-- Begin Raw data --
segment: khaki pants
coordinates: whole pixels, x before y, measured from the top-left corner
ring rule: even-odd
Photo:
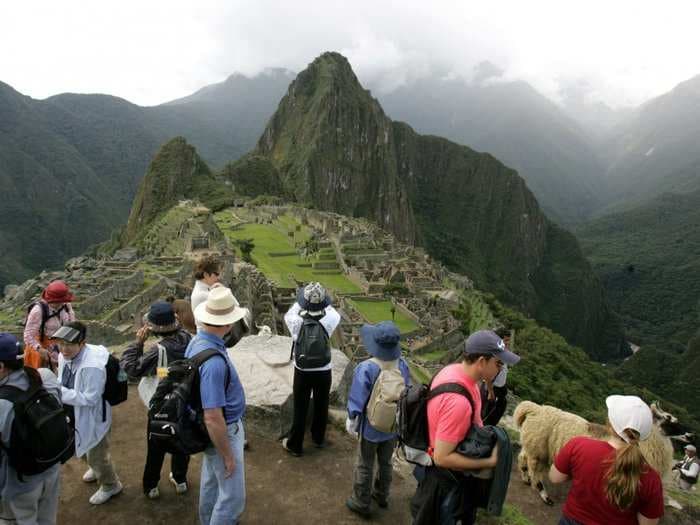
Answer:
[[[112,455],[109,453],[109,432],[87,452],[87,464],[95,472],[97,483],[105,490],[111,490],[119,483],[114,472]]]
[[[12,470],[11,476],[17,474]],[[32,490],[0,501],[0,524],[55,525],[58,495],[61,491],[61,471],[54,469]]]

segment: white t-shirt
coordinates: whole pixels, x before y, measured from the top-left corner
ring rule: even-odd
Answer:
[[[297,336],[299,335],[299,331],[301,330],[301,325],[304,324],[304,319],[301,317],[301,306],[299,306],[299,303],[294,303],[289,310],[287,310],[287,313],[284,314],[284,324],[287,325],[287,329],[289,330],[289,333],[292,336],[292,341],[297,340]],[[328,333],[328,337],[331,337],[333,335],[333,332],[335,332],[335,329],[338,328],[338,325],[340,324],[340,314],[338,311],[333,308],[332,306],[327,306],[325,310],[326,314],[321,317],[321,320],[319,321],[323,328],[326,329],[326,332]],[[294,361],[294,367],[298,368],[296,360]],[[320,368],[304,368],[304,372],[321,372],[324,370],[330,370],[331,369],[331,363],[328,363],[326,366],[322,366]]]

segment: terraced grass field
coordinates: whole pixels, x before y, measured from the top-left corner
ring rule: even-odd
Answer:
[[[229,241],[253,239],[255,247],[252,257],[265,276],[281,287],[293,288],[294,279],[299,281],[319,281],[326,288],[342,293],[360,292],[359,286],[350,281],[343,273],[319,273],[309,265],[316,262],[304,260],[296,253],[294,242],[305,242],[309,238],[308,228],[296,230],[299,223],[291,216],[284,215],[273,224],[245,224],[232,229],[229,224],[230,214],[226,210],[214,215],[214,220]],[[289,232],[293,236],[289,236]],[[276,255],[284,254],[284,255]],[[288,254],[288,255],[287,255]],[[239,252],[240,256],[240,252]],[[321,271],[322,272],[322,271]],[[291,277],[293,276],[294,279]]]
[[[352,303],[370,323],[391,321],[391,301],[363,301],[361,299],[353,299]],[[396,326],[399,327],[402,334],[413,332],[418,329],[418,325],[413,319],[402,314],[399,310],[396,310],[396,319],[394,322]]]

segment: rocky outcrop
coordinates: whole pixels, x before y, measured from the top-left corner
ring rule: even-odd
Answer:
[[[525,181],[489,154],[392,122],[350,64],[299,74],[254,152],[304,205],[369,218],[598,359],[628,353],[601,283]]]
[[[228,351],[245,389],[246,421],[274,438],[286,433],[292,424],[291,347],[291,337],[252,335]],[[332,363],[331,405],[341,406],[347,402],[352,367],[349,359],[335,349]]]

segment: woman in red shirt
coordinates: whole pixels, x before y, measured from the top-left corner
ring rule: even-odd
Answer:
[[[575,437],[549,471],[552,483],[571,479],[559,525],[656,525],[664,513],[659,473],[639,450],[652,415],[637,396],[610,396],[605,440]]]

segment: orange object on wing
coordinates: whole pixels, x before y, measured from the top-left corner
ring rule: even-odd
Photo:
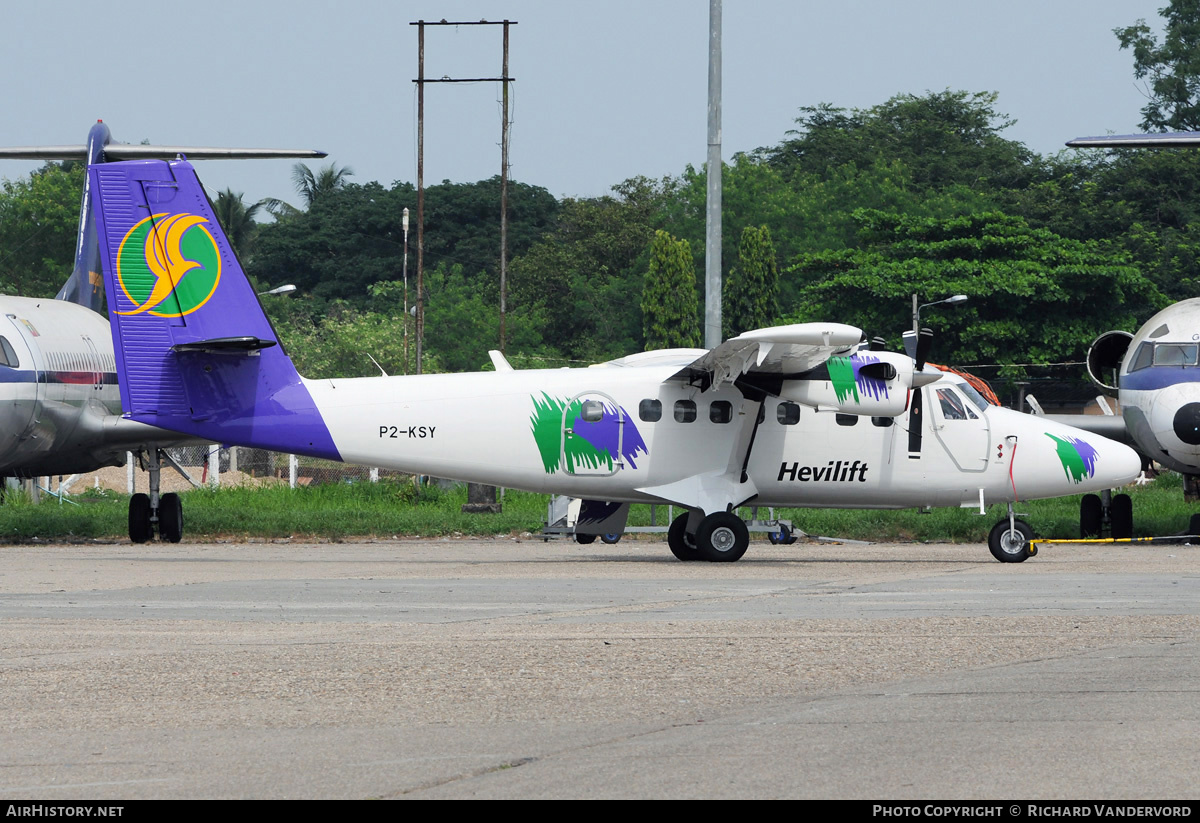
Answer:
[[[983,395],[983,397],[984,397],[985,401],[988,401],[992,406],[1003,406],[1003,403],[1000,402],[1000,398],[996,397],[996,392],[991,390],[991,386],[989,386],[988,383],[983,378],[978,378],[974,374],[971,374],[968,372],[961,372],[958,368],[954,368],[953,366],[940,366],[938,364],[926,364],[926,365],[932,366],[934,368],[936,368],[938,371],[942,371],[942,372],[949,372],[950,374],[958,374],[964,380],[966,380],[967,383],[970,383],[971,386],[976,391],[978,391],[980,395]]]

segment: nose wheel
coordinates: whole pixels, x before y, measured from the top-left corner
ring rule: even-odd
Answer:
[[[1025,521],[1002,519],[988,535],[988,548],[1001,563],[1025,563],[1037,553],[1031,546],[1033,529]]]

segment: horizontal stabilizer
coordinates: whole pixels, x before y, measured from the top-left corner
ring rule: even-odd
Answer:
[[[218,337],[216,340],[202,340],[194,343],[179,343],[172,346],[172,352],[230,352],[251,353],[277,346],[274,340],[262,337]]]
[[[320,158],[326,152],[314,149],[221,149],[216,146],[184,145],[133,145],[109,143],[104,146],[104,160],[256,160],[264,157]],[[0,158],[7,160],[88,160],[86,145],[26,145],[0,149]]]

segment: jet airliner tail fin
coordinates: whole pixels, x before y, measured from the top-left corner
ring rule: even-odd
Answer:
[[[338,459],[192,166],[125,161],[88,174],[127,416]]]

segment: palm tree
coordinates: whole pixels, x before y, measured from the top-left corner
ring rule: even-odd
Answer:
[[[242,200],[244,197],[242,192],[234,192],[232,188],[227,188],[217,193],[217,199],[212,204],[217,221],[221,223],[221,228],[224,229],[226,236],[229,238],[229,245],[238,257],[241,257],[247,251],[254,230],[258,228],[258,223],[254,222],[254,215],[266,204],[265,200],[259,200],[253,205],[246,205]]]
[[[292,180],[296,185],[296,192],[304,200],[305,208],[312,205],[313,200],[346,185],[346,179],[353,176],[354,172],[349,166],[337,168],[334,163],[322,167],[316,174],[304,163],[292,167]]]

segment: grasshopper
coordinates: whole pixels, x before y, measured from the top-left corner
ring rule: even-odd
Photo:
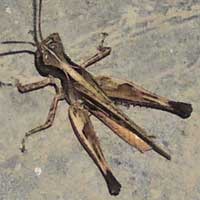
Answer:
[[[21,53],[33,55],[38,73],[45,78],[39,82],[25,85],[17,81],[16,86],[19,92],[25,93],[46,86],[53,86],[56,94],[46,122],[25,134],[22,139],[21,151],[26,150],[25,142],[28,137],[52,126],[58,102],[65,100],[69,104],[68,115],[74,133],[101,171],[110,194],[118,195],[121,185],[104,158],[99,139],[90,120],[91,115],[140,152],[154,150],[170,160],[170,155],[155,144],[153,138],[124,114],[116,103],[160,109],[176,114],[181,118],[190,116],[192,106],[188,103],[176,102],[158,96],[132,82],[107,76],[93,76],[86,68],[108,56],[111,52],[110,47],[103,45],[107,34],[103,33],[98,52],[94,56],[80,65],[76,64],[65,53],[58,33],[52,33],[45,39],[43,38],[41,30],[42,0],[39,0],[39,2],[33,0],[32,3],[34,42],[5,41],[1,44],[30,44],[36,48],[36,51],[11,51],[1,53],[0,56]],[[56,79],[60,80],[60,84],[56,82]]]

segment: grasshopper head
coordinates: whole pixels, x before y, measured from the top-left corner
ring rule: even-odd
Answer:
[[[52,33],[43,40],[36,52],[44,65],[58,66],[64,61],[64,47],[58,33]]]

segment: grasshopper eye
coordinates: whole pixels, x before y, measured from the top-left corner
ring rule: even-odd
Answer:
[[[49,55],[48,55],[47,52],[44,52],[44,53],[43,53],[43,59],[44,59],[44,62],[48,61]]]
[[[55,43],[49,44],[49,48],[52,50],[56,49],[56,44]]]

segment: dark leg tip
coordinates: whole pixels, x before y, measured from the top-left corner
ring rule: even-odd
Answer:
[[[121,189],[121,184],[117,181],[117,179],[113,176],[110,171],[107,171],[105,175],[106,183],[108,185],[108,190],[111,195],[118,195]]]
[[[183,119],[190,117],[193,111],[192,105],[188,103],[169,101],[169,105],[173,108],[174,113]]]

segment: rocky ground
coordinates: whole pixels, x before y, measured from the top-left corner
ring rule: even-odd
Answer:
[[[80,63],[107,32],[112,54],[89,69],[136,82],[157,94],[190,102],[189,119],[158,110],[121,107],[156,135],[172,156],[141,154],[93,120],[113,173],[122,184],[112,197],[75,137],[68,105],[59,104],[54,126],[19,150],[27,130],[45,121],[54,91],[20,94],[0,86],[0,199],[198,200],[200,199],[200,2],[196,0],[44,0],[43,34],[59,32],[66,52]],[[0,41],[32,40],[31,0],[0,1]],[[0,45],[0,52],[31,49]],[[1,83],[40,80],[30,55],[0,58]]]

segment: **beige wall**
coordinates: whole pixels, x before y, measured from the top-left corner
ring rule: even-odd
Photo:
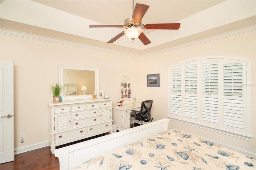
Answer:
[[[15,148],[48,140],[47,103],[52,99],[51,84],[59,81],[59,64],[99,67],[99,89],[114,99],[113,103],[119,101],[120,79],[128,75],[140,99],[138,58],[0,35],[1,59],[14,61]]]
[[[256,153],[256,32],[242,35],[188,47],[148,57],[144,62],[145,65],[152,65],[150,69],[142,69],[141,76],[143,79],[146,74],[160,74],[160,88],[147,87],[146,83],[142,82],[142,97],[144,99],[154,100],[153,116],[157,119],[166,118],[168,116],[168,70],[182,61],[204,57],[225,56],[239,57],[251,61],[252,87],[252,136],[250,141],[170,121],[170,127],[182,130],[194,134],[211,139],[228,145],[241,148]],[[163,107],[163,106],[165,106]],[[155,115],[154,116],[154,115]]]
[[[137,101],[152,99],[152,117],[158,120],[166,118],[168,115],[168,68],[182,61],[224,55],[251,61],[252,84],[254,85],[252,87],[251,141],[173,121],[170,121],[169,125],[255,153],[255,34],[254,32],[234,36],[149,56],[146,59],[1,34],[1,59],[14,60],[14,62],[15,148],[48,140],[47,103],[52,99],[50,84],[58,82],[59,64],[98,67],[100,89],[114,99],[114,104],[119,101],[120,78],[124,75],[130,76],[133,95],[136,96]],[[140,62],[149,66],[140,69]],[[146,75],[154,73],[160,74],[160,87],[147,87]],[[24,135],[24,142],[22,144],[19,139],[21,133]]]

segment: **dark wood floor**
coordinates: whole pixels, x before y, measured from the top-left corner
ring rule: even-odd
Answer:
[[[131,124],[131,128],[139,126],[136,123]],[[97,138],[109,134],[106,133],[87,139],[80,140],[67,144],[62,145],[58,148]],[[57,148],[57,147],[56,147]],[[0,164],[0,170],[58,170],[59,159],[52,154],[50,146],[44,147],[15,155],[14,161]]]

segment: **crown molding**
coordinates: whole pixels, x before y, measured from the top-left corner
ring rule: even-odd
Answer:
[[[236,30],[231,32],[216,35],[214,36],[208,37],[207,38],[198,40],[193,42],[191,42],[188,43],[180,44],[178,45],[172,47],[170,48],[161,49],[161,50],[159,50],[155,52],[152,52],[150,53],[150,55],[153,55],[158,54],[160,53],[168,52],[170,51],[174,50],[180,48],[185,48],[186,47],[189,47],[190,46],[195,45],[201,43],[205,43],[207,42],[210,42],[222,39],[223,38],[236,36],[239,34],[245,34],[254,31],[256,31],[256,25],[254,25],[249,27]],[[146,56],[146,55],[142,55],[142,56],[144,55],[145,56]],[[146,56],[148,56],[148,54],[147,54],[146,55]]]
[[[210,37],[190,42],[188,43],[179,45],[178,45],[172,47],[170,48],[156,51],[154,52],[151,52],[149,54],[147,53],[143,55],[137,54],[136,55],[136,56],[140,57],[145,57],[146,56],[148,56],[149,55],[154,55],[164,52],[168,52],[170,51],[182,48],[185,48],[186,47],[189,47],[190,46],[195,45],[207,42],[215,41],[217,40],[229,37],[254,31],[255,30],[256,30],[256,25],[236,30],[233,31],[216,35],[216,36],[212,36]],[[66,40],[62,40],[57,39],[50,37],[40,36],[37,35],[30,34],[11,30],[6,29],[3,28],[0,28],[0,34],[14,36],[25,38],[28,38],[38,41],[41,41],[59,44],[79,47],[81,48],[93,49],[94,50],[104,51],[108,53],[114,53],[115,54],[120,54],[121,55],[128,55],[129,56],[131,56],[130,53],[122,52],[119,51],[110,49],[106,48],[96,47],[95,46],[84,44],[80,43],[76,43],[75,42],[70,42]]]

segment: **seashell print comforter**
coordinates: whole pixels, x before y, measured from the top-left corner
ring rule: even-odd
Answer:
[[[252,170],[256,158],[170,129],[104,154],[75,169]]]

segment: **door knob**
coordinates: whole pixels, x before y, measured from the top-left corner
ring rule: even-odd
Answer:
[[[7,116],[2,116],[2,117],[1,117],[1,119],[3,119],[5,117],[7,117],[7,118],[12,117],[12,115],[9,114],[7,115]]]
-- End Raw data --
Copy the records from the line containing "segment: **door knob**" through the end of the records, swapping "top-left corner" for "upper-left corner" and leaving everything else unchanged.

> _Expected output_:
segment: **door knob**
coordinates: whole pixels, x before y, measured from the upper-left corner
ring rule: even-odd
Answer:
[[[7,116],[2,116],[2,117],[1,117],[1,119],[3,119],[5,117],[7,117],[7,118],[12,117],[12,115],[9,114],[7,115]]]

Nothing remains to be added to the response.